What to work on.
Which lines in the listing below contain the string "bird"? Return each such line in full.

======== Listed records ========

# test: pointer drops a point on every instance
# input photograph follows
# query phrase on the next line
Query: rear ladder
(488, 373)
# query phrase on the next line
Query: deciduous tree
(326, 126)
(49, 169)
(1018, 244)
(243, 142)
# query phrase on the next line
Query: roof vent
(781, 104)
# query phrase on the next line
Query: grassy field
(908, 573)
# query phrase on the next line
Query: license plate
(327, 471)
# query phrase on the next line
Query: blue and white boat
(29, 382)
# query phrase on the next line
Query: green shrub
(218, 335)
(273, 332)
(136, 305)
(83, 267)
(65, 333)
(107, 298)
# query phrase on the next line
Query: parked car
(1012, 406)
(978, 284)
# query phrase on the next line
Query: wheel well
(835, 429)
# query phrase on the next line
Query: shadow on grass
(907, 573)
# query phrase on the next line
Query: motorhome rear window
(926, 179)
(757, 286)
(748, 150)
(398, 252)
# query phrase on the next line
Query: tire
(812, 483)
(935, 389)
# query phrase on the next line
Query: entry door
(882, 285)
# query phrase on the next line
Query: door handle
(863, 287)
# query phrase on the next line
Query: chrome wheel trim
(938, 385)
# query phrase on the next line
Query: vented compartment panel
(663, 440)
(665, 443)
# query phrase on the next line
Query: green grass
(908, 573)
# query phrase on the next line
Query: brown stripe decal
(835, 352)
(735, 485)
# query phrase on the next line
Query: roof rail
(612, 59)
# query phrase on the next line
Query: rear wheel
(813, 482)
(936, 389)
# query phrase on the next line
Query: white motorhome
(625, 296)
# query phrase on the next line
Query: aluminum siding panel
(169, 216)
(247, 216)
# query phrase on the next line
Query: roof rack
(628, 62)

========
======== Listed records ========

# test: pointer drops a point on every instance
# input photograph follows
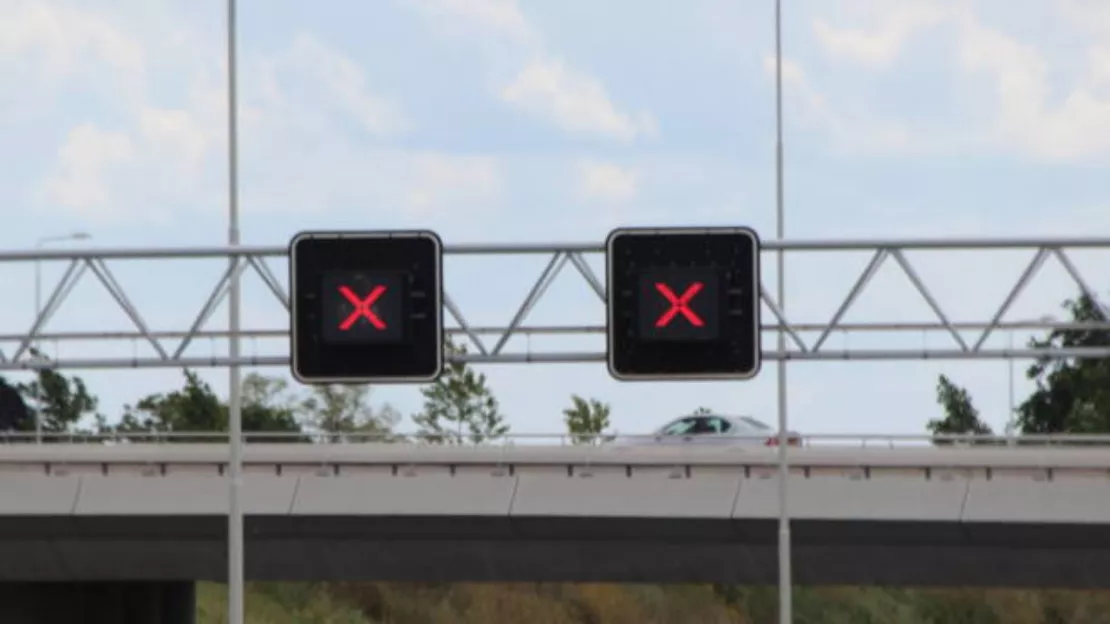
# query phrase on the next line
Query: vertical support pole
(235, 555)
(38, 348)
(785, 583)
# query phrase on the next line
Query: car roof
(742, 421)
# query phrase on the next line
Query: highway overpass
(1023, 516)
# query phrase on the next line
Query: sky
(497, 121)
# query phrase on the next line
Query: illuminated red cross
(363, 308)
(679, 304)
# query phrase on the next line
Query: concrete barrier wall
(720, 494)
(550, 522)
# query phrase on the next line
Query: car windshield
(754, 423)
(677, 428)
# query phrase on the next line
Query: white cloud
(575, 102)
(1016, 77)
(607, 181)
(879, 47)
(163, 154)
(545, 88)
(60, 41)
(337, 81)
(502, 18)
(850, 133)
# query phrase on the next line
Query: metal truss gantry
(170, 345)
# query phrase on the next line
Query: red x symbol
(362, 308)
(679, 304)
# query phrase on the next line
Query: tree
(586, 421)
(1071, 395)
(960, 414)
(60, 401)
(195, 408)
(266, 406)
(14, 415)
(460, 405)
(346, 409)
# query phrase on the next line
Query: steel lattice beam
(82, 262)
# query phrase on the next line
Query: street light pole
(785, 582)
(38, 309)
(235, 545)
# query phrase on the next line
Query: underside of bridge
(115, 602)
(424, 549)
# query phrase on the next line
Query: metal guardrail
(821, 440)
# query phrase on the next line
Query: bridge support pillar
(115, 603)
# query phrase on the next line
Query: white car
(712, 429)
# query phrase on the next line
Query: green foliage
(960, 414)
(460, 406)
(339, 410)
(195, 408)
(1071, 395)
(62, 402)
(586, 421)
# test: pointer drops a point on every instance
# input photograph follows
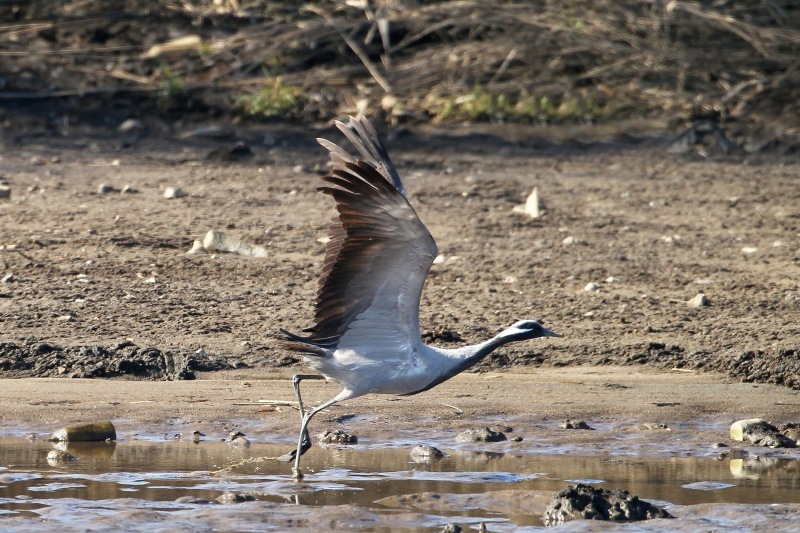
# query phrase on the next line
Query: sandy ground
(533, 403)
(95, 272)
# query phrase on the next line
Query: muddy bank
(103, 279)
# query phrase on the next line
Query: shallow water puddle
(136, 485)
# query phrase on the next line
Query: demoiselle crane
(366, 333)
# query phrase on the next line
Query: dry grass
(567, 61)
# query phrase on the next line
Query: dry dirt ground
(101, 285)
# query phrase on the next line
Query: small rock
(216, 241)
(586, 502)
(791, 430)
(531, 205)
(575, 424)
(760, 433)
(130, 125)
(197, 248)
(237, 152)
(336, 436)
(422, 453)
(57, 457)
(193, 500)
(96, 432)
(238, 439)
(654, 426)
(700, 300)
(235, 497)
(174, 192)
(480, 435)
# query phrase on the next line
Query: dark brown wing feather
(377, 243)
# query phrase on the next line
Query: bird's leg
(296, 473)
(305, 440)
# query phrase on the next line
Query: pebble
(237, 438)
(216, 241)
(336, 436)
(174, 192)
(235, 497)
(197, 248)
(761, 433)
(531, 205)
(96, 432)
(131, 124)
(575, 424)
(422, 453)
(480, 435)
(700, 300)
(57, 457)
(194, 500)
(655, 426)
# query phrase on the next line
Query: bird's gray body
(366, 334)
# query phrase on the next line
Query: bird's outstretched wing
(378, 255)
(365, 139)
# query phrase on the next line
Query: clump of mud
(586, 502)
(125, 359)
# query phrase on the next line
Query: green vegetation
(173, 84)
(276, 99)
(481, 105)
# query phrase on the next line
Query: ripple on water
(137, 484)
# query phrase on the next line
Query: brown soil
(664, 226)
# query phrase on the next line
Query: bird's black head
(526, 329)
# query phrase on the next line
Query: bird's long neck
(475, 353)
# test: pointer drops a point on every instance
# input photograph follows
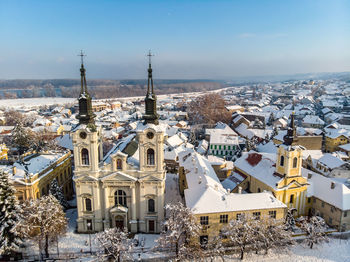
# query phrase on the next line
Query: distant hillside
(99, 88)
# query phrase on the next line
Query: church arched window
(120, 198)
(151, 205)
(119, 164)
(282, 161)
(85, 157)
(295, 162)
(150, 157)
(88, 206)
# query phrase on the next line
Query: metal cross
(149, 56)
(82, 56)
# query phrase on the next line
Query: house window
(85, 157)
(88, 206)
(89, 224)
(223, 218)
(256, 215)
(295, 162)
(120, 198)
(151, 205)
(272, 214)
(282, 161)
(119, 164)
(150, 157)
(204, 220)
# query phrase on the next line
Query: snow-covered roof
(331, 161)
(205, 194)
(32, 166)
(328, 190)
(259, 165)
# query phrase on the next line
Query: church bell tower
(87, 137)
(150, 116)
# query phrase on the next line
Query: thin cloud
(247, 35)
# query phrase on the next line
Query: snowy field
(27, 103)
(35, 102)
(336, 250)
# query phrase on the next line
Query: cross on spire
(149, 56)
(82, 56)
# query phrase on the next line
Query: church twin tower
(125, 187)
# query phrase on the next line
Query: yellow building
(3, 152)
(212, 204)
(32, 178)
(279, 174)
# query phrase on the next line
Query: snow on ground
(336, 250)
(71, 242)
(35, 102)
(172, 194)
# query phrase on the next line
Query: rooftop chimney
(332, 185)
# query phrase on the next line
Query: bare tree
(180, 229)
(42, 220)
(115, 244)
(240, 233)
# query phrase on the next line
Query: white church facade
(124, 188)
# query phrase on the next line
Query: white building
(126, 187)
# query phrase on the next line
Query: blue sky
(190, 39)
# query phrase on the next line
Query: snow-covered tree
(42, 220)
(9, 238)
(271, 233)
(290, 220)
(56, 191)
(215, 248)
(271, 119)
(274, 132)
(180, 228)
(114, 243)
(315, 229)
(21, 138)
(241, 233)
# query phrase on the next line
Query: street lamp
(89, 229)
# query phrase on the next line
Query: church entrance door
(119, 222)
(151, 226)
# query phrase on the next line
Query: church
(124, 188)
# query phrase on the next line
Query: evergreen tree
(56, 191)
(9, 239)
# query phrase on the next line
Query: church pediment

========

The solution.
Query: bird's leg
Query: bird's gray body
Query: bird's outstretched wing
Query: bird's black head
Query: bird's long neck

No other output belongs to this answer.